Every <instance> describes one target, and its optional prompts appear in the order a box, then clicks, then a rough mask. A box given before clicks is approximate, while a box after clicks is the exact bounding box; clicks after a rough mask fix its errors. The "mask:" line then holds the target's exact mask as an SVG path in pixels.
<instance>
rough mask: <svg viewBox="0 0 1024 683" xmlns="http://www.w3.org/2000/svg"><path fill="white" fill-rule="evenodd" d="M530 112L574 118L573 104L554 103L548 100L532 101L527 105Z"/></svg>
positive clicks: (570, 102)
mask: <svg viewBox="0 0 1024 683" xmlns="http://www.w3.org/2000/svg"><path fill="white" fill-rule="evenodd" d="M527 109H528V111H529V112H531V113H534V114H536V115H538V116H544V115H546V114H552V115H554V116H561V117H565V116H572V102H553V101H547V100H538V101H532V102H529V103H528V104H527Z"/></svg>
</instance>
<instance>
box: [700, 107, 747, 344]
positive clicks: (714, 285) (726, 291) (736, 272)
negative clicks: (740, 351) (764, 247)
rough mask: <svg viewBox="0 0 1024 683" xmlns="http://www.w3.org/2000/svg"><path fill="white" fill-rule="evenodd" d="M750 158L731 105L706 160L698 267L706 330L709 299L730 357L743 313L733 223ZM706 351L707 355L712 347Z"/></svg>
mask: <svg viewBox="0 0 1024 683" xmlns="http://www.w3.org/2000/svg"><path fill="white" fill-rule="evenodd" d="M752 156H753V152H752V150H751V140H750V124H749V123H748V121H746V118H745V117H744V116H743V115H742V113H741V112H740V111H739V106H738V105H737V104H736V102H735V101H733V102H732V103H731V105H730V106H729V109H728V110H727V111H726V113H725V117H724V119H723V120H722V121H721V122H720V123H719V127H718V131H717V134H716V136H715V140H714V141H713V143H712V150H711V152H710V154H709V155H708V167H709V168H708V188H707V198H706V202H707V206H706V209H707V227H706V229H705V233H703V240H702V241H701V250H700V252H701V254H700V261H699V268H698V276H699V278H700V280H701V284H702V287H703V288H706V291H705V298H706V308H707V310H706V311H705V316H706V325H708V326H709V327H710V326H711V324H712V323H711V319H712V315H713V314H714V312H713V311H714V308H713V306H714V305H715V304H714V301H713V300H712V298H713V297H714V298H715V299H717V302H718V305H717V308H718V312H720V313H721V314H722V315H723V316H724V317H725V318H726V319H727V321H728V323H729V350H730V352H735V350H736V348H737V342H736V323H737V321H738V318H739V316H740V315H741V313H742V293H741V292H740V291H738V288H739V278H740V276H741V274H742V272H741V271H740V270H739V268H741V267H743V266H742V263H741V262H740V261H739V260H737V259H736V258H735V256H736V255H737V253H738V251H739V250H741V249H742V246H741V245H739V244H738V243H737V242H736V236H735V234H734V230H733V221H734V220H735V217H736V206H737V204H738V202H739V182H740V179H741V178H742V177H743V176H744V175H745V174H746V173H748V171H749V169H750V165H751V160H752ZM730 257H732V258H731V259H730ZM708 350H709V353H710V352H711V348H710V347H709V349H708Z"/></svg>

* * *

## [About this exercise]
Copy all the records above, putting "coarse mask" wherever "rough mask" appears and leaving everything else unchanged.

## [Solution for this task]
Every <instance> describes one target, and its optional prompts appear in the order a box, then clicks, then a coarse mask. A box given before clicks is approximate, while a box after clicks is the exact bounding box; clicks after a coarse mask fix its errors. The "mask:" line then holds the target's exact mask as an SVG path in pixels.
<instance>
coarse mask: <svg viewBox="0 0 1024 683" xmlns="http://www.w3.org/2000/svg"><path fill="white" fill-rule="evenodd" d="M530 112L574 118L573 104L554 103L548 100L532 101L527 105Z"/></svg>
positive clicks: (570, 102)
mask: <svg viewBox="0 0 1024 683" xmlns="http://www.w3.org/2000/svg"><path fill="white" fill-rule="evenodd" d="M527 109H528V111H529V112H531V113H534V114H536V115H538V116H544V115H546V114H552V115H554V116H561V117H565V116H572V102H553V101H547V100H538V101H532V102H529V103H528V104H527Z"/></svg>
</instance>
<instance>
box: [700, 107, 747, 344]
positive clicks: (714, 285) (726, 291) (736, 272)
negative clicks: (740, 351) (764, 247)
coarse mask: <svg viewBox="0 0 1024 683" xmlns="http://www.w3.org/2000/svg"><path fill="white" fill-rule="evenodd" d="M750 158L731 105L706 160L698 267L706 330L709 299L730 357L743 313L733 223ZM706 351L707 355L712 347Z"/></svg>
mask: <svg viewBox="0 0 1024 683" xmlns="http://www.w3.org/2000/svg"><path fill="white" fill-rule="evenodd" d="M752 156H753V152H752V150H751V140H750V124H749V123H748V121H746V118H745V117H744V116H743V115H742V113H741V112H740V111H739V106H738V105H737V104H736V102H735V101H733V102H732V103H731V105H730V106H729V109H728V110H727V111H726V113H725V117H724V119H723V120H722V121H721V122H720V123H719V127H718V131H717V134H716V136H715V140H714V141H713V143H712V150H711V152H710V154H709V155H708V167H709V168H708V188H707V198H706V202H707V206H706V209H707V227H706V229H705V233H703V240H702V241H701V250H700V252H701V254H700V261H699V268H698V276H699V278H700V280H701V284H702V287H703V288H706V291H705V298H706V308H707V310H706V311H705V316H706V325H708V326H709V327H710V326H711V324H712V323H711V319H712V315H713V314H714V312H713V311H714V308H713V306H714V305H715V304H714V301H713V300H712V298H713V297H714V298H715V299H717V302H718V305H717V308H718V312H720V313H721V314H722V315H723V316H724V317H725V318H726V319H727V321H728V323H729V350H730V352H735V350H736V348H737V342H736V323H737V321H738V318H739V316H740V315H741V313H742V293H741V292H740V291H738V288H739V278H740V276H741V274H742V272H741V271H740V270H739V268H741V267H743V266H742V263H741V262H740V261H739V260H737V259H736V258H735V256H736V255H737V253H738V251H739V250H741V249H742V246H741V245H739V244H738V243H737V242H736V236H735V234H734V230H733V221H734V220H735V217H736V206H737V204H738V202H739V182H740V179H741V178H742V177H743V176H744V175H745V174H746V173H748V171H749V169H750V165H751V160H752ZM730 257H732V258H731V259H730ZM708 350H709V353H710V352H711V348H710V347H709V349H708Z"/></svg>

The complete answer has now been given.